### Исходный текст
Тайная свобода

• Василий ТОПОРКОВВ драматический театр я стал ходить давно, в последний военный год, еще учась в 9 классе московской 59 школы. В 10 классе, кстати сказать, учился худощавый высокий Олег Ефремов, и я хорошо помню, как еще до войны он играл в школьном спектакле “Снежная королева” и своим жестковатым голосом повелительно произносил: “Снип-снап-снурре, пурре базелюрре”. Интонацию заклинания он сохранял на протяжении всей жизни.
Но здесь пойдет речь не о нем, а о его учителе Василии Осиповиче Топоркове.
Чаще всего я ходил в Художественный театр и особенно в филиал (где теперь Театр Наций), там играли, играли блистательно, классические комедии: “Школу злословия” с Андровской и Яншиным, “Пиквикский клуб” с Массальским, а много позднее даже “Жил-был каторжник” со Степановой, малоизвестную комедию Жана Ануя. Но, конечно, неудержимо влекла и большая сцена. В те годы в Художественном театре работала фантастическая труппа, фантастическая по богатству и разнообразию талантов. Я же выделял троих: Хмелева, Ливанова и Топоркова. Хмелев был самым глубоким, Ливанов – самым ярким, а Топорков – самым острым и не вполне мхатовским, хотя и проработал в Художественном театре до конца жизни более сорока лет, – о чем свидетельствуют две очень красноречивые цитаты.

### Задания
1. Перечислите всех актеров, которых, согласно тексту «Тайная свобода», рассказчик выделял в труппе Художественного театра.
2. Перепишите записи между строками, содержащими «detect the no» и «left=518, top=150, right=536, bottom=173», включительно, заменив «so we can log the sighting» на «so we can record the sighting»; все остальное оставьте без изменений.

### Исходные данные
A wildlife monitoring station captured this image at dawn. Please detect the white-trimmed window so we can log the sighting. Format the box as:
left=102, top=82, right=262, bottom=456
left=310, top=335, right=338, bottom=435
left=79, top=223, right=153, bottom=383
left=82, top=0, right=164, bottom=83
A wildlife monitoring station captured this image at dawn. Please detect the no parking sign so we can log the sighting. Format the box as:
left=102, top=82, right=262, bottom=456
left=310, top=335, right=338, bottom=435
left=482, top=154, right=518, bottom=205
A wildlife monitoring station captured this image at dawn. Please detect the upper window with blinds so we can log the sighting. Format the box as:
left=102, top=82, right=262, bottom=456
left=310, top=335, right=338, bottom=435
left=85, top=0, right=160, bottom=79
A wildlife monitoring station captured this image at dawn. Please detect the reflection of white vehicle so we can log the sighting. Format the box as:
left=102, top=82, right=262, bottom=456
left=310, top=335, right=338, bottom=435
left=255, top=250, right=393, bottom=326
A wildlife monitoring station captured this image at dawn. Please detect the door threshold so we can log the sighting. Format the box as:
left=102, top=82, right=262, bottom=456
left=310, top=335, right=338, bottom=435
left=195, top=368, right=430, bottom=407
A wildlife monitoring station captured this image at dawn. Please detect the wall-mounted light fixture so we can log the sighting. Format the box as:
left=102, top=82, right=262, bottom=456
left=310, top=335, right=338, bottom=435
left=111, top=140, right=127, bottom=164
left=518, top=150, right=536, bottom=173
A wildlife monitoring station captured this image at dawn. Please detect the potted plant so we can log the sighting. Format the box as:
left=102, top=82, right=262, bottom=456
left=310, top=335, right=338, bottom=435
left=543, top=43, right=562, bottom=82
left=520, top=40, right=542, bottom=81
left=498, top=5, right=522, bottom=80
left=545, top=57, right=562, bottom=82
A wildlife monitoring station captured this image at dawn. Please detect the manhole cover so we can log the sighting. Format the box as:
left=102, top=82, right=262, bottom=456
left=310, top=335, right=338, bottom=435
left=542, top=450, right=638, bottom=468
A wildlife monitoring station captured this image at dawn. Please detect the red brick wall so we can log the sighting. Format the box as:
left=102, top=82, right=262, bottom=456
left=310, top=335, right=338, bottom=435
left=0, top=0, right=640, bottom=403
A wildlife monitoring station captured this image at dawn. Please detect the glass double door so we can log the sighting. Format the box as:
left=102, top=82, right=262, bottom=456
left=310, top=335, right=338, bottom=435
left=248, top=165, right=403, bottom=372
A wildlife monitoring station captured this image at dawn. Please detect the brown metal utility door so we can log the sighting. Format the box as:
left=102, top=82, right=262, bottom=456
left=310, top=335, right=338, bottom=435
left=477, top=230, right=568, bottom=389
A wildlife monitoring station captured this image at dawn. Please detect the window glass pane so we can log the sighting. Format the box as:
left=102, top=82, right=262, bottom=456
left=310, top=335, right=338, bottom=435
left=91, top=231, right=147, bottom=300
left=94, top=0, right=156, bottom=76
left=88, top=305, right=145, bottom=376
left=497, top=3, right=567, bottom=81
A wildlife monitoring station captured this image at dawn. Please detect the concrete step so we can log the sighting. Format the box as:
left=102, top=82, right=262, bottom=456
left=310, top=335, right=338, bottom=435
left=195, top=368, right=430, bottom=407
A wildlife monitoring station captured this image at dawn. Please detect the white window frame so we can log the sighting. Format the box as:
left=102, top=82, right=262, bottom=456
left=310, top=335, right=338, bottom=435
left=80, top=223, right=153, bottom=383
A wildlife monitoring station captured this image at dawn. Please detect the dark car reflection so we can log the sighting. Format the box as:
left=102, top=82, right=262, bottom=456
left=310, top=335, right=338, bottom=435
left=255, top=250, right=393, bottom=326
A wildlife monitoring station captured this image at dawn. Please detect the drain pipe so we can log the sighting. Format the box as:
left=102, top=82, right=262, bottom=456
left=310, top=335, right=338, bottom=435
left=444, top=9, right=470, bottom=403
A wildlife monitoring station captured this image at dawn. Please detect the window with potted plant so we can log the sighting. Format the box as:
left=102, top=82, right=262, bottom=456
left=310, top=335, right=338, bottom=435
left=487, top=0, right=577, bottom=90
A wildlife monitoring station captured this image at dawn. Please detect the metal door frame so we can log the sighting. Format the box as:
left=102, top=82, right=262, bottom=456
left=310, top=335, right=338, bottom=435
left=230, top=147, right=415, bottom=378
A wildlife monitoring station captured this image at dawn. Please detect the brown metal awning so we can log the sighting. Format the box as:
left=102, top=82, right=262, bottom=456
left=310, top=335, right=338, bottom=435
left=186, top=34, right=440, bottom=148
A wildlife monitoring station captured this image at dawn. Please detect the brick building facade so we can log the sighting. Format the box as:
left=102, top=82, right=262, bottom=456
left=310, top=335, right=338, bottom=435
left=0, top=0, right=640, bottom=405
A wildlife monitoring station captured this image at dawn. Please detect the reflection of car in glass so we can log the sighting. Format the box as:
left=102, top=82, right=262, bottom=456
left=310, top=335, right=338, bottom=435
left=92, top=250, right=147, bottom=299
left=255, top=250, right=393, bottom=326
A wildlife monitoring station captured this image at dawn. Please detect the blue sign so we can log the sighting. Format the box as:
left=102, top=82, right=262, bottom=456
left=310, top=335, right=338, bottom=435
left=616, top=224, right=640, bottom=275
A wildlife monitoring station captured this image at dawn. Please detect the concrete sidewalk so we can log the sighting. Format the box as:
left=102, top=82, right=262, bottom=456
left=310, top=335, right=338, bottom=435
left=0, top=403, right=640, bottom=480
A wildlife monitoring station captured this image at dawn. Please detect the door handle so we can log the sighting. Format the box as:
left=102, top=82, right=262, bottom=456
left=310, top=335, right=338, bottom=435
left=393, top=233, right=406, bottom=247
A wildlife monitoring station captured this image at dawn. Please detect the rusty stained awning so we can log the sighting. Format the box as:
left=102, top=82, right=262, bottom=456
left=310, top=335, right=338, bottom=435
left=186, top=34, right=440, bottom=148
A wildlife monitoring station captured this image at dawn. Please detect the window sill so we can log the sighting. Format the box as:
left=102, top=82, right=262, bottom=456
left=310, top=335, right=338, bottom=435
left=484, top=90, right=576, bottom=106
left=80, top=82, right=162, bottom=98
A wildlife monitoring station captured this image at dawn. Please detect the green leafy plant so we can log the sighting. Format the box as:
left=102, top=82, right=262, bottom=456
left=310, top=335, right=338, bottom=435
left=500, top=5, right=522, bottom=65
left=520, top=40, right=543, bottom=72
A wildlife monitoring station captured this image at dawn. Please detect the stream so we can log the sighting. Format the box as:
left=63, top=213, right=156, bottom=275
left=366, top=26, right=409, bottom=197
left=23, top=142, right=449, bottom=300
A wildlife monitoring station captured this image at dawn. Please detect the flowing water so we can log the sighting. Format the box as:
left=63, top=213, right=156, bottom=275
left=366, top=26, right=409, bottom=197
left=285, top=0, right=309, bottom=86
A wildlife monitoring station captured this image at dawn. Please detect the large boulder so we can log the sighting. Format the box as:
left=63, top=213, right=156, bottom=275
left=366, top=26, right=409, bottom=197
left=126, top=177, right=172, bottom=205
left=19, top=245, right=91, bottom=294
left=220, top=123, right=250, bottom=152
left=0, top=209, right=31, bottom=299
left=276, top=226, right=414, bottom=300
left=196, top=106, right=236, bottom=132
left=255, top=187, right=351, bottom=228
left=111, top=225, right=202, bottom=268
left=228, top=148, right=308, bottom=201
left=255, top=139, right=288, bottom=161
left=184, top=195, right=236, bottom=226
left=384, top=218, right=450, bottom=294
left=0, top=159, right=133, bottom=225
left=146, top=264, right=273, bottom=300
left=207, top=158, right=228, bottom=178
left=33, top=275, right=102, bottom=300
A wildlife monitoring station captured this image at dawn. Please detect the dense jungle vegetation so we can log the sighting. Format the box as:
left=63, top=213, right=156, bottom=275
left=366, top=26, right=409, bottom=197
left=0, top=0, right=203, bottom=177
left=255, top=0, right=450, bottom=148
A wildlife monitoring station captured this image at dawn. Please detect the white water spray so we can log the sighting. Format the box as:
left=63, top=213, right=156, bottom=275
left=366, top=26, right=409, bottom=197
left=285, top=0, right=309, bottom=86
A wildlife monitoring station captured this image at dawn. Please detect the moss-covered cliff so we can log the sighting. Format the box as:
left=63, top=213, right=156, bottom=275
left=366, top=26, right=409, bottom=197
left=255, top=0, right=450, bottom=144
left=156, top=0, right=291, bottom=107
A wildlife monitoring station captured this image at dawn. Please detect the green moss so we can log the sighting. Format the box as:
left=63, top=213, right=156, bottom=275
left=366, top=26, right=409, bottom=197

### Ответы к заданиям
1. Хмелев, Ливанов, Топорков

2.
A wildlife monitoring station captured this image at dawn. Please detect the no parking sign so we can record the sighting. Format the box as:
left=102, top=82, right=262, bottom=456
left=310, top=335, right=338, bottom=435
left=482, top=154, right=518, bottom=205
A wildlife monitoring station captured this image at dawn. Please detect the upper window with blinds so we can record the sighting. Format the box as:
left=102, top=82, right=262, bottom=456
left=310, top=335, right=338, bottom=435
left=85, top=0, right=160, bottom=79
A wildlife monitoring station captured this image at dawn. Please detect the reflection of white vehicle so we can record the sighting. Format the box as:
left=102, top=82, right=262, bottom=456
left=310, top=335, right=338, bottom=435
left=255, top=250, right=393, bottom=326
A wildlife monitoring station captured this image at dawn. Please detect the door threshold so we can record the sighting. Format the box as:
left=102, top=82, right=262, bottom=456
left=310, top=335, right=338, bottom=435
left=195, top=368, right=430, bottom=407
A wildlife monitoring station captured this image at dawn. Please detect the wall-mounted light fixture so we can record the sighting. Format the box as:
left=102, top=82, right=262, bottom=456
left=310, top=335, right=338, bottom=435
left=111, top=140, right=127, bottom=164
left=518, top=150, right=536, bottom=173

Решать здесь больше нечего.